(PAGE EXTRACT)

Posted: 25.03.20 at 11:15 by The Editor
When it comes to working cleverly within government guidelines, demonstrating flexibility, creativity and inspiration, then teachers are right up there.
Sarah McCraw, from Brantham, epitomises all those qualities and even after 25 years at one school, she is more than willing to step up once again in this time of crisis.
She is typical of teachers from all over the peninsula going in to schools to look after those children who continue to attend, while also teaching remotely through modern day technology.
Sarah makes the trip along the A137 to take her turn at St Matthews primary school in Ipswich, to teach and care for youngsters whose parents are keyworkers, or have other reasons to go to school.
“We are part of the St Edmundsbury and Ipswich Diocesan MAT and after discussion with the union it has adjusted the number of teachers required to go into school,” said Mrs McCraw. “The local authority advice to schools was initially that all available staff should go into schools, after discussion with all the teaching unions and Unison. T he advice now is that there is an expectation from the DfE that staff will work unless they are unwell or self-isolating.
“Those well but self-isolating may also be able to offer support remotely. It is not expected that all staff will work from the school.
“It is also important to point out that it is not just teachers, but support staff and kitchen staff, who have gone in, they have all played a key role.”
After initially identifying 30 children that would probably need to attend school, 18 turned up on Monday and that number is dwindling, and that appears to be typical of schools on the peninsula too, as parents’ shifts change and new home and work routines stabilise.
Creativity and routine are the aims in these abnormal times and Mrs McCraw has a treat in store for her pupils next time she is in.
“I’m looking to get the scooters out and create a track, with paint, so we can get painted tyre tracks,” she said.
But it is not all fun for youngsters not used to being told to keep apart.
Mrs McCraw said: “The saddest time is lunch times, when the children and the staff all have to sit so far apart.
“Children being children just forget sometimes and naturally want to be close to each other.”
When not in school Mrs McCraw uses an online interactive teaching aid to keep in touch with her class and parents but for them it is not lessons as usual.
Mrs McCraw said: “We are not asking parents to teach their children at home. It is about sharing ideas for them to do with their children.
“One of the things I gave my class on Friday to do is make a rainbow to put in their window, so people walking past would be cheered up, and it seems lots of other places are doing the same as well.”
Staying in touch with those more vulnerable children who are not at school is also a priority and teachers contact those youngsters at least once a week.
Caring for people comes naturally for Sarah, who is a key member of the Voice union, which represents all education staff, including all support staff and teachers.
She is pleased to see the welfare of all her colleagues is being catered for. “People have been very reactive because the situation changes daily,” said Mrs McCraw.

(End PAGE EXTRACT)
(SUPPLIED MATERIAL)

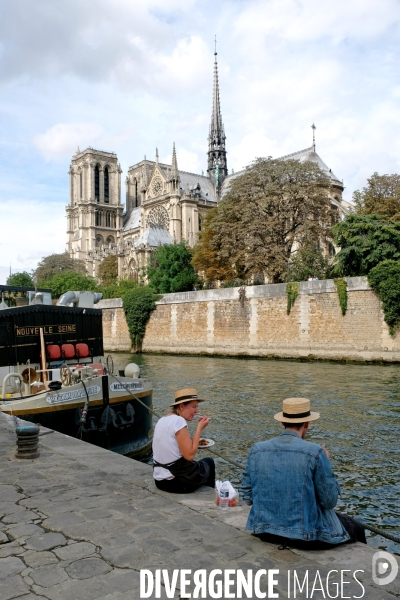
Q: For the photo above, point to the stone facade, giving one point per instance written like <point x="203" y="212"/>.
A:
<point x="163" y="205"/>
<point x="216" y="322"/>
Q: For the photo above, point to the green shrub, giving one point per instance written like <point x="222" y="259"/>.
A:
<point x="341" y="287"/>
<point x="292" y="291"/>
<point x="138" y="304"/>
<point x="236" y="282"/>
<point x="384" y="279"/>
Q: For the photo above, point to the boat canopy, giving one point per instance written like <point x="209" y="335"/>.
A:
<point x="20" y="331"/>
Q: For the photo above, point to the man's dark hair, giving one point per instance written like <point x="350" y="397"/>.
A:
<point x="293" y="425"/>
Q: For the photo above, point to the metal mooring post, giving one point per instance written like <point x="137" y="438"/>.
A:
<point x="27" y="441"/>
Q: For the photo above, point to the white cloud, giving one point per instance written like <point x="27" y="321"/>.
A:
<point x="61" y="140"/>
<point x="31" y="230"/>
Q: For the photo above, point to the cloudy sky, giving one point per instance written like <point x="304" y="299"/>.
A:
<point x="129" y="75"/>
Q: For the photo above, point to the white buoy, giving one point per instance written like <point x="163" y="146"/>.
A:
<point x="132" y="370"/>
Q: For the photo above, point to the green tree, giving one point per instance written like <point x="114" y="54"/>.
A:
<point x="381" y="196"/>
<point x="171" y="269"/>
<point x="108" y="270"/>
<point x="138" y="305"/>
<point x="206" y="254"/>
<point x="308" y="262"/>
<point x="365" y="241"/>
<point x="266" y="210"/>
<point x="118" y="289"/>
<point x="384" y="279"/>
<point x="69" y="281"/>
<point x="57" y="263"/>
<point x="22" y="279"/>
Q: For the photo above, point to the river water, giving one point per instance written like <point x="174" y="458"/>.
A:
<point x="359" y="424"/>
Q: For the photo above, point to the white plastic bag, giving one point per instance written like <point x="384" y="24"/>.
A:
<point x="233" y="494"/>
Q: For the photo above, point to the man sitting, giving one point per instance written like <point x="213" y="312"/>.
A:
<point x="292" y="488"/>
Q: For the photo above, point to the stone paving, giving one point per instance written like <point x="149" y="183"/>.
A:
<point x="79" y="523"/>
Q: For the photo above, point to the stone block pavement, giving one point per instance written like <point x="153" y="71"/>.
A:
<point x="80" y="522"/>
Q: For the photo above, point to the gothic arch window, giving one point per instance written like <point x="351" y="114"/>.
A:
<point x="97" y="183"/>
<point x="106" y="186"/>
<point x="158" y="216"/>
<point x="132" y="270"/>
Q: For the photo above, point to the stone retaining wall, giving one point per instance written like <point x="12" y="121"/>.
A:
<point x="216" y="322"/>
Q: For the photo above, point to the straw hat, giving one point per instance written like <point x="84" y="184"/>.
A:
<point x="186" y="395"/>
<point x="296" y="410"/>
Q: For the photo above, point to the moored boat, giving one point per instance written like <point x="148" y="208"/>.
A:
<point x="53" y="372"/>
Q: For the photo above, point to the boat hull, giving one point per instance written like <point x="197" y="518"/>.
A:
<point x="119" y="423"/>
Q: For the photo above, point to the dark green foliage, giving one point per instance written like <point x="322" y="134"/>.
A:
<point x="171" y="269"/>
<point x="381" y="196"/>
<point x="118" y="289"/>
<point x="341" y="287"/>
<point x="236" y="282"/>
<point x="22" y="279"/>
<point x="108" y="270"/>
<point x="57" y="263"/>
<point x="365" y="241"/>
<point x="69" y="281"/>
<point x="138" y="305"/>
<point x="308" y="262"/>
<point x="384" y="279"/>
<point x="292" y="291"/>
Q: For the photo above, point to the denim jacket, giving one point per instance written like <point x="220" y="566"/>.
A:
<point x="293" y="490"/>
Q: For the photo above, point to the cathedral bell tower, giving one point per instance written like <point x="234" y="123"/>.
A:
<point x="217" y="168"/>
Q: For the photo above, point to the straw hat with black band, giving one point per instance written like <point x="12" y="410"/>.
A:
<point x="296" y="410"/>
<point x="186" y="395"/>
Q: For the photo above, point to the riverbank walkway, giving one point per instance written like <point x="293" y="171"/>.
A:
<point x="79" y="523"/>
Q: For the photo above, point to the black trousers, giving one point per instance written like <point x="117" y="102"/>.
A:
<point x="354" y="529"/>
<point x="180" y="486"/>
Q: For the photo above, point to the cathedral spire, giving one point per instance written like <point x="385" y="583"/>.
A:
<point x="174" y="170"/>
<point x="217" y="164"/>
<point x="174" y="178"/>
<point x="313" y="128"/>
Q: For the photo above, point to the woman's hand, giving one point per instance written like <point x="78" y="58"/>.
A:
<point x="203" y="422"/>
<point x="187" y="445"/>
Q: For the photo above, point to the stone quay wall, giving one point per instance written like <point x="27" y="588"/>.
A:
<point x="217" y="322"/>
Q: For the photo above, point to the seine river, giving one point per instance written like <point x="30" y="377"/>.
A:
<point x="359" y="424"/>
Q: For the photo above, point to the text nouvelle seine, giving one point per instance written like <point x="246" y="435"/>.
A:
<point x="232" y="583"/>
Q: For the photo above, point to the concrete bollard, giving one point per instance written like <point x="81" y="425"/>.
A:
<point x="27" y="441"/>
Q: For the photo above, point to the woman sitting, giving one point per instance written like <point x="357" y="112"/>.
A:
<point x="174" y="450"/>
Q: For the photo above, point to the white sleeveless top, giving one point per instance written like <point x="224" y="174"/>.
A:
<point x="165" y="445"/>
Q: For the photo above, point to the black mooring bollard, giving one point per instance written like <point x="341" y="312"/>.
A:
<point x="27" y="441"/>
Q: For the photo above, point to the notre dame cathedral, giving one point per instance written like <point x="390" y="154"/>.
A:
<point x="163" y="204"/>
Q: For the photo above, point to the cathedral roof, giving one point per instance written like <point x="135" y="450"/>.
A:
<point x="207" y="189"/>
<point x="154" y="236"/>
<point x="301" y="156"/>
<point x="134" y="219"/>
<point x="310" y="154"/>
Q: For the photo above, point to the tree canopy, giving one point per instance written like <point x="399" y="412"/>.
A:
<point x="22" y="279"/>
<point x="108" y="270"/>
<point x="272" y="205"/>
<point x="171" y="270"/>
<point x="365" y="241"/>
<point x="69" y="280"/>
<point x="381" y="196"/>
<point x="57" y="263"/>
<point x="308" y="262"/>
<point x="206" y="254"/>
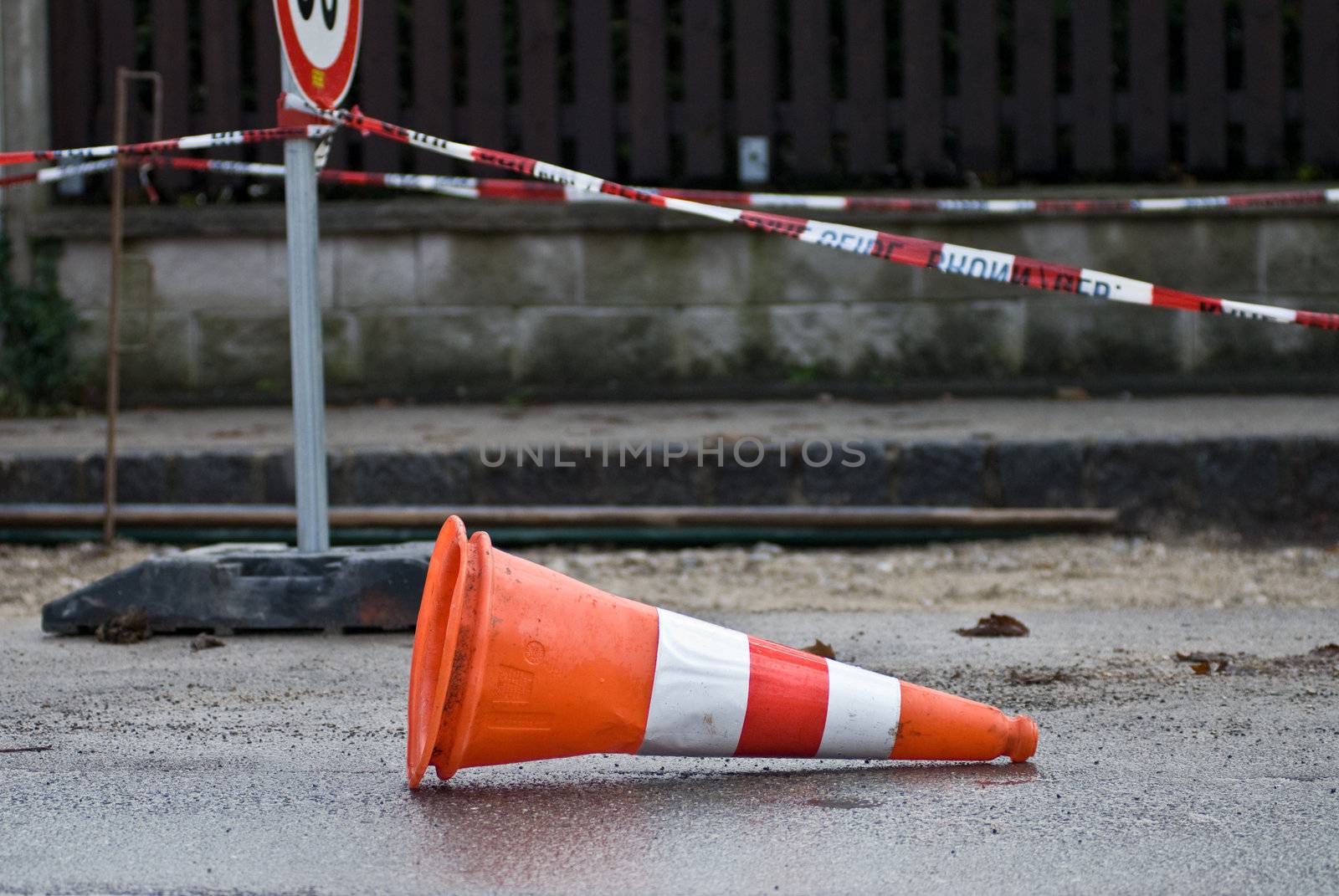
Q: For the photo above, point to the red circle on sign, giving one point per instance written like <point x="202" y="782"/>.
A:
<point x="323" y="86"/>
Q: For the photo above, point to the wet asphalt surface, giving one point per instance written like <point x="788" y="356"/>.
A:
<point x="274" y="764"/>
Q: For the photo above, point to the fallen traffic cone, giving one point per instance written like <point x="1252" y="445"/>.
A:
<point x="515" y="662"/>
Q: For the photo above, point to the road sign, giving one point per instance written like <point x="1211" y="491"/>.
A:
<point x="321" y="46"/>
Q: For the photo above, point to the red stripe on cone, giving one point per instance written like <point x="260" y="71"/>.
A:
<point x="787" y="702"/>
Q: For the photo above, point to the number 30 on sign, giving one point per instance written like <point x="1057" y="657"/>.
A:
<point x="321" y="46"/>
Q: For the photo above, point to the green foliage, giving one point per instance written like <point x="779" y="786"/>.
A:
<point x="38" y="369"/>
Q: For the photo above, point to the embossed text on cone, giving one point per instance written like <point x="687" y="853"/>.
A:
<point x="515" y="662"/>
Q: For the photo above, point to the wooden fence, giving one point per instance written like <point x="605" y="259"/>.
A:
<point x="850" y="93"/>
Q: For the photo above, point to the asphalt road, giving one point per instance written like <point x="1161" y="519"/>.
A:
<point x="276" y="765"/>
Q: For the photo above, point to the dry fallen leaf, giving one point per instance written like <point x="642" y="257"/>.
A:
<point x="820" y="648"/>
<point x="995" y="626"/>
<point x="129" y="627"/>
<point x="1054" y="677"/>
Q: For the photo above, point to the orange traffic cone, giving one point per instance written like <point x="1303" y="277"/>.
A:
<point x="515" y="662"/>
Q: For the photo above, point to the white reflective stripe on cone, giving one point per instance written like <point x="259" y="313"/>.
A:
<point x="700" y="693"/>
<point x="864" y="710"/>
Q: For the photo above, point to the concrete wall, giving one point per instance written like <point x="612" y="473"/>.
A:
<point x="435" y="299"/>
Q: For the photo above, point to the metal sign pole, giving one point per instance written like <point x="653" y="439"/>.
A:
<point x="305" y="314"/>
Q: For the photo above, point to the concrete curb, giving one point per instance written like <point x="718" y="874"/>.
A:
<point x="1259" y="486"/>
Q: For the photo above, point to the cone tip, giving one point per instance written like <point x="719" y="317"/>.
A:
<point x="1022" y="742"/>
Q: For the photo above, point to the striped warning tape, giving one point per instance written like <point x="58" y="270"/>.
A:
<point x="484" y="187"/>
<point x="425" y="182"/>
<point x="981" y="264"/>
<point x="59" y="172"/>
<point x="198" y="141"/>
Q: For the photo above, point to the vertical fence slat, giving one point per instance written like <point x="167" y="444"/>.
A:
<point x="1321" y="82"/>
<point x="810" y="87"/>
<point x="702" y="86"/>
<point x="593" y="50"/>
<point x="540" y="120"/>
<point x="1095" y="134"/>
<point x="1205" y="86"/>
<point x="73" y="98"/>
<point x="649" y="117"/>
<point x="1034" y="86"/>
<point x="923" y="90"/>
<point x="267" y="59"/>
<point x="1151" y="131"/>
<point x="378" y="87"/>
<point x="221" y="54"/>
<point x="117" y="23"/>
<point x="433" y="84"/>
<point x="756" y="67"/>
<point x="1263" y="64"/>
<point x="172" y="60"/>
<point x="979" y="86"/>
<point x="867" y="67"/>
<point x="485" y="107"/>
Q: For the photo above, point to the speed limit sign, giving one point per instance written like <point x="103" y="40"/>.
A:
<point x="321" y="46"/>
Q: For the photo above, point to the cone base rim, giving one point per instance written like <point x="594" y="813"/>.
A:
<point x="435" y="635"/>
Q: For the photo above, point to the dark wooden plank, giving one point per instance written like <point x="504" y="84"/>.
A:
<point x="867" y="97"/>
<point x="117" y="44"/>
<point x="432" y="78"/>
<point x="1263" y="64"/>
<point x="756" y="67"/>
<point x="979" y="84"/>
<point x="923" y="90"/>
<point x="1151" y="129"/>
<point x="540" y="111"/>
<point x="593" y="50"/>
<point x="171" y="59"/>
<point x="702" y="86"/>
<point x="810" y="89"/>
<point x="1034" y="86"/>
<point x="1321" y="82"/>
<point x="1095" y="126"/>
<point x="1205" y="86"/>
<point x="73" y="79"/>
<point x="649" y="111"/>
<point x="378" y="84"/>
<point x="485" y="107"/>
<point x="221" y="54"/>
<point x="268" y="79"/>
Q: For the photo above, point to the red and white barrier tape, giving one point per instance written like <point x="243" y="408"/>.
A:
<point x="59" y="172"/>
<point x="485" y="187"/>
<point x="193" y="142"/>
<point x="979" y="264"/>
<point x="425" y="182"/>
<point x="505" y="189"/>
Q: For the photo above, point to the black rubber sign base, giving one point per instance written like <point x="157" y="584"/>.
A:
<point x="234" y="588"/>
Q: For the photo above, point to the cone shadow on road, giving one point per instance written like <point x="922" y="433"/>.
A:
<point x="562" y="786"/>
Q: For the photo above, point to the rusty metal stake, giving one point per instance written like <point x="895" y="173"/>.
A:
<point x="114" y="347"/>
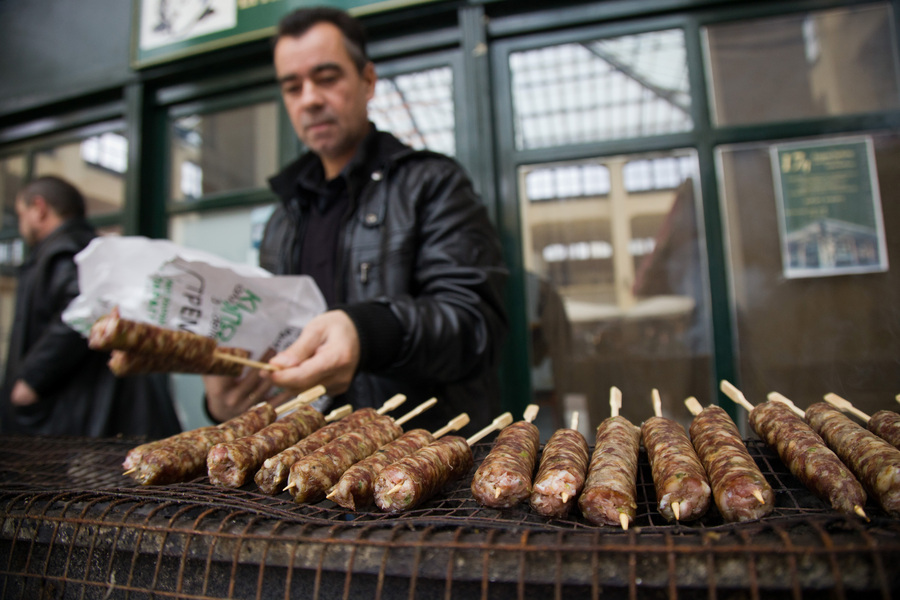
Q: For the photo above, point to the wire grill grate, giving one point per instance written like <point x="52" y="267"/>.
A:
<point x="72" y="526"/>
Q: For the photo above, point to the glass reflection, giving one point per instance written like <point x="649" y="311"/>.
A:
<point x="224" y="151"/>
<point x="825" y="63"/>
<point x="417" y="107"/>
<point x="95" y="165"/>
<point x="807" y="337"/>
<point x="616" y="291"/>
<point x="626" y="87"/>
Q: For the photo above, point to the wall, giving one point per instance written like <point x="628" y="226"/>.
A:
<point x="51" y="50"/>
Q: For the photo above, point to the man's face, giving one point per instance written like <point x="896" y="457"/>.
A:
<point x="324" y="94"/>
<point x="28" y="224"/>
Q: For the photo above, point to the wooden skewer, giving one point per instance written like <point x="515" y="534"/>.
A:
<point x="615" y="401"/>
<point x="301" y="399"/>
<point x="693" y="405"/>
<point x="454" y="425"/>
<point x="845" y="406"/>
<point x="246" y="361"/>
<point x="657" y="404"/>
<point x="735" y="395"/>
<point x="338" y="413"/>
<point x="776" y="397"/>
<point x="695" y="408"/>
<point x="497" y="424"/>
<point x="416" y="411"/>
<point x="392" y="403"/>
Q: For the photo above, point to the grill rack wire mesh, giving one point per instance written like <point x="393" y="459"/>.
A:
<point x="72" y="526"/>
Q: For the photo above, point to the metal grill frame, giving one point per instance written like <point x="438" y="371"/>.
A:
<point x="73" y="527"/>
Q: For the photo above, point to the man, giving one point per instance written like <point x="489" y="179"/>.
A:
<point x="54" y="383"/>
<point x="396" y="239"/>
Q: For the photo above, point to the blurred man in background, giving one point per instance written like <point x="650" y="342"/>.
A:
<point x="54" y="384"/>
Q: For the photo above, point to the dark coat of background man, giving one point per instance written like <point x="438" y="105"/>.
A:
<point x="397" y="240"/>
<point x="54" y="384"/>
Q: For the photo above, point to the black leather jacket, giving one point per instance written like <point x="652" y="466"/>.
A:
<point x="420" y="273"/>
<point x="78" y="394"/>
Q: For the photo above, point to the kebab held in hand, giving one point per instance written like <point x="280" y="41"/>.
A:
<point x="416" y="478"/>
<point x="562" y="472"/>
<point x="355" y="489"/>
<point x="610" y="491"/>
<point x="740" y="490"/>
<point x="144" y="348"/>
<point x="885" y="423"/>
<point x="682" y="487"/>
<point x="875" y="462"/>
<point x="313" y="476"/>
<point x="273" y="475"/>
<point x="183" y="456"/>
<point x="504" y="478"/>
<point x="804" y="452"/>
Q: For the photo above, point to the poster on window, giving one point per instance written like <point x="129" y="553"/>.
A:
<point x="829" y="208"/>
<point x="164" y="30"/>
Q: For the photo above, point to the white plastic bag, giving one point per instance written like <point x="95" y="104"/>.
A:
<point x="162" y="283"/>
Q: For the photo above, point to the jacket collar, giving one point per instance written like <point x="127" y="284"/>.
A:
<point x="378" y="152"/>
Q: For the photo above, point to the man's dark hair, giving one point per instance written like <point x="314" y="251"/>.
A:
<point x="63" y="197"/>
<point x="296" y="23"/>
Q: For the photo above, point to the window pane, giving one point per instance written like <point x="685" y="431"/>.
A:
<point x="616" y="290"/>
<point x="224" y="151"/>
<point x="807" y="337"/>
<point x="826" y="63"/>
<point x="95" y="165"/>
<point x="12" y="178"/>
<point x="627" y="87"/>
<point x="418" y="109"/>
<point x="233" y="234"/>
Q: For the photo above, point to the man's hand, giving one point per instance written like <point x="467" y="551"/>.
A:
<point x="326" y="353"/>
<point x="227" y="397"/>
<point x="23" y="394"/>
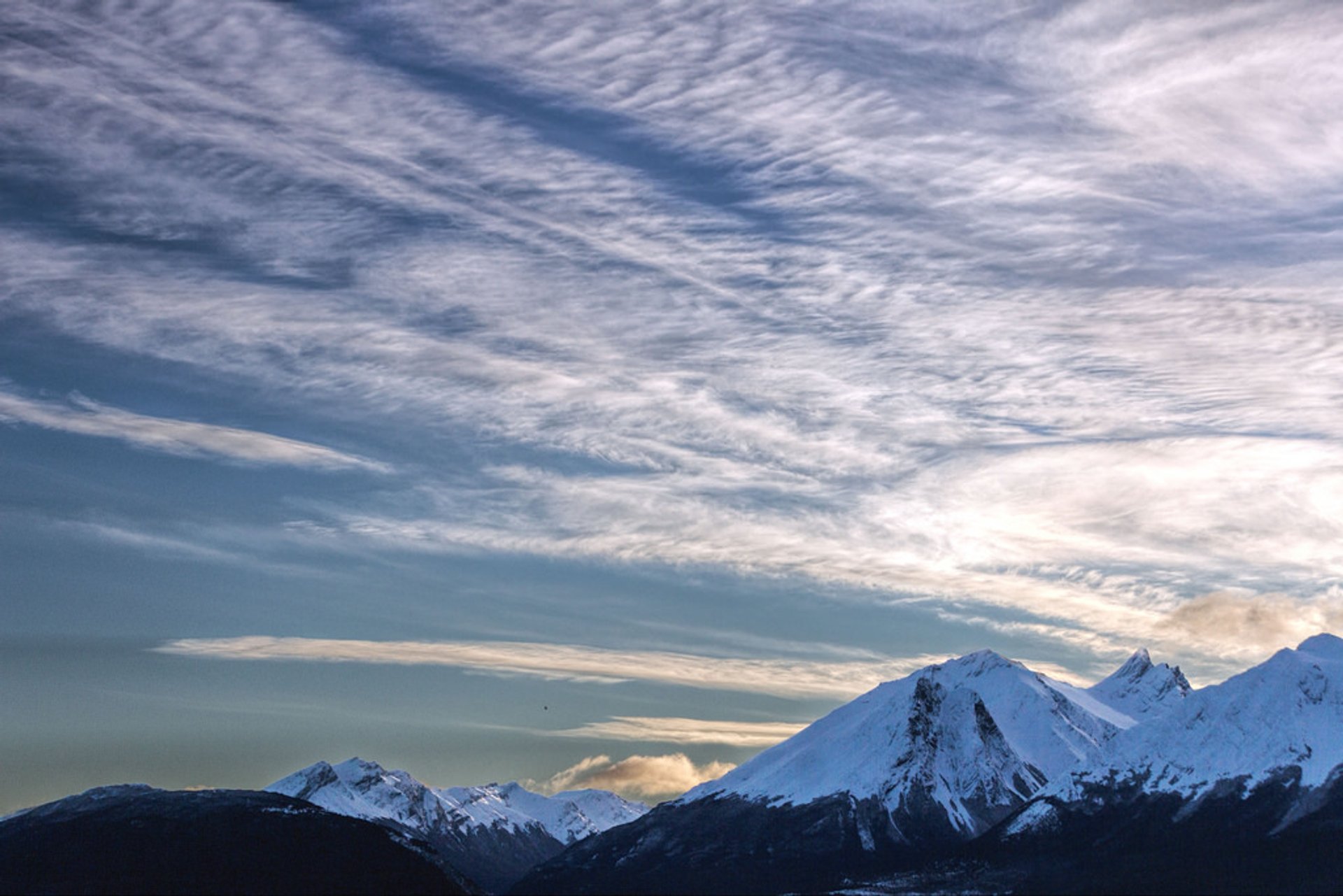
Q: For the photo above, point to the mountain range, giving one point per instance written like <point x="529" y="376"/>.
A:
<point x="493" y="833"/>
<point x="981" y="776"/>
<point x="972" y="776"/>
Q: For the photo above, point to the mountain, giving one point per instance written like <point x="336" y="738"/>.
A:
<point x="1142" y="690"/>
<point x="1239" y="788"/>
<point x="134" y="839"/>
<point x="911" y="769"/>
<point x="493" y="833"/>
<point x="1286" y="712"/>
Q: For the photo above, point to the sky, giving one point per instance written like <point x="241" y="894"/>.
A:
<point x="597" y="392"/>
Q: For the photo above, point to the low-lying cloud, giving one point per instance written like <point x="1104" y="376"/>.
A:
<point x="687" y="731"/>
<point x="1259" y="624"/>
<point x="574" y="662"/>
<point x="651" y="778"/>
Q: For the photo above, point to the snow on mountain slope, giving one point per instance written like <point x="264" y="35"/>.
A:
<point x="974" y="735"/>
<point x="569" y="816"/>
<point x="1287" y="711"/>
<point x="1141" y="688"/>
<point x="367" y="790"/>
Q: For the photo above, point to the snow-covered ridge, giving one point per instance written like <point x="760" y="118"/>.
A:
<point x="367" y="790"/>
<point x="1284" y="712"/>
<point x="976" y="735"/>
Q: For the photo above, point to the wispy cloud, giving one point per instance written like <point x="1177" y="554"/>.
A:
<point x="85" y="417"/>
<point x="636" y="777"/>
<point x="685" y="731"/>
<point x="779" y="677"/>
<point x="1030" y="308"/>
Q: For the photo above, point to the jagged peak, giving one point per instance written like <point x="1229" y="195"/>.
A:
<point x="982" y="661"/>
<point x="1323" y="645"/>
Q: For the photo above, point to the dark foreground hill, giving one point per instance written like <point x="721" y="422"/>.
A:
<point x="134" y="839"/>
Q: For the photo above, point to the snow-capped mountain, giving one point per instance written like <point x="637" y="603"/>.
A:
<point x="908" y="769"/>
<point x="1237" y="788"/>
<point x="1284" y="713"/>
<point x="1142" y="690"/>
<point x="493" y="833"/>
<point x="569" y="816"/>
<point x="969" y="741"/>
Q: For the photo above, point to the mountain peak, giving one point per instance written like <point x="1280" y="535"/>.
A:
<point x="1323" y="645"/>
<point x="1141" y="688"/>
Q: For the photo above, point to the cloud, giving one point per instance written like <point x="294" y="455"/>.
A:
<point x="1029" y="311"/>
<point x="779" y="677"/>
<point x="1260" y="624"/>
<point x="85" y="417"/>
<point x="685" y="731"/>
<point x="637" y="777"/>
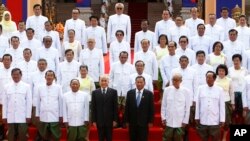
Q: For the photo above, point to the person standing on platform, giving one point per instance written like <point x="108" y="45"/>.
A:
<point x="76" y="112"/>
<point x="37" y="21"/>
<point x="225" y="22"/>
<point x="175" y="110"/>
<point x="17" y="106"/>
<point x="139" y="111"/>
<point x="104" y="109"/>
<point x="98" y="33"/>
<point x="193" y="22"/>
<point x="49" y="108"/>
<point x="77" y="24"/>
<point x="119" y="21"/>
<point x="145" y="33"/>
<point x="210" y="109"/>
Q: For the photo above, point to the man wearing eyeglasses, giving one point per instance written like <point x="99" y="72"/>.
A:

(End SUPPLIED MATERIAL)

WHAT THIS TASK INVOLVES >> Reproduce word for word the part of the news story about the Brantham teacher starting with "Creativity and routine" and going on through "with their children.". Rely only on the news story about the Brantham teacher for what follows.

SOLUTION TO THE PROBLEM >>
Creativity and routine are the aims in these abnormal times and Mrs McCraw has a treat in store for her pupils next time she is in.
“I’m looking to get the scooters out and create a track, with paint, so we can get painted tyre tracks,” she said.
But it is not all fun for youngsters not used to being told to keep apart.
Mrs McCraw said: “The saddest time is lunch times, when the children and the staff all have to sit so far apart.
“Children being children just forget sometimes and naturally want to be close to each other.”
When not in school Mrs McCraw uses an online interactive teaching aid to keep in touch with her class and parents but for them it is not lessons as usual.
Mrs McCraw said: “We are not asking parents to teach their children at home. It is about sharing ideas for them to do with their children.